> _The records_:
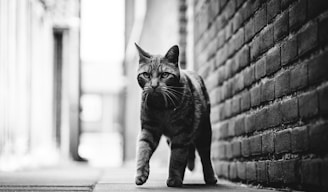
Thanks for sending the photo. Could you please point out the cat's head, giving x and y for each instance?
(159, 75)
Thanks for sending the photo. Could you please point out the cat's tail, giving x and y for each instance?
(191, 158)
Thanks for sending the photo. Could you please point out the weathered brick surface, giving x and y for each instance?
(282, 142)
(268, 143)
(308, 105)
(273, 61)
(265, 67)
(300, 139)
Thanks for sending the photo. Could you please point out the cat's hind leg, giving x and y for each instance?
(178, 163)
(148, 142)
(203, 146)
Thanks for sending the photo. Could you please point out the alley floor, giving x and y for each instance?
(84, 178)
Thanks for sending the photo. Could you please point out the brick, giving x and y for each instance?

> _The task_: Restate word for word the lines above, beginning with the one that contains "tail, giving x and y for each instance?" and ending with the last line.

> _Your response_:
Thanks for sending the photo. Could you please point out the cat's tail, giving x and y for each instance?
(191, 158)
Thanks for sending the photo. Could you please point out the weathered brick surface, giving x and y for each instance?
(282, 142)
(268, 143)
(308, 105)
(273, 61)
(265, 67)
(300, 139)
Thanks for sending the photo. Could you please point out the cat's hind leg, giving x and y for each instance?
(178, 163)
(148, 142)
(203, 146)
Thanks for sending the photo. Could you please point out the alley floor, giving x and y for each instance?
(84, 178)
Thanks for sending the photo. Could you please point out the brick, giving x and y for each instance?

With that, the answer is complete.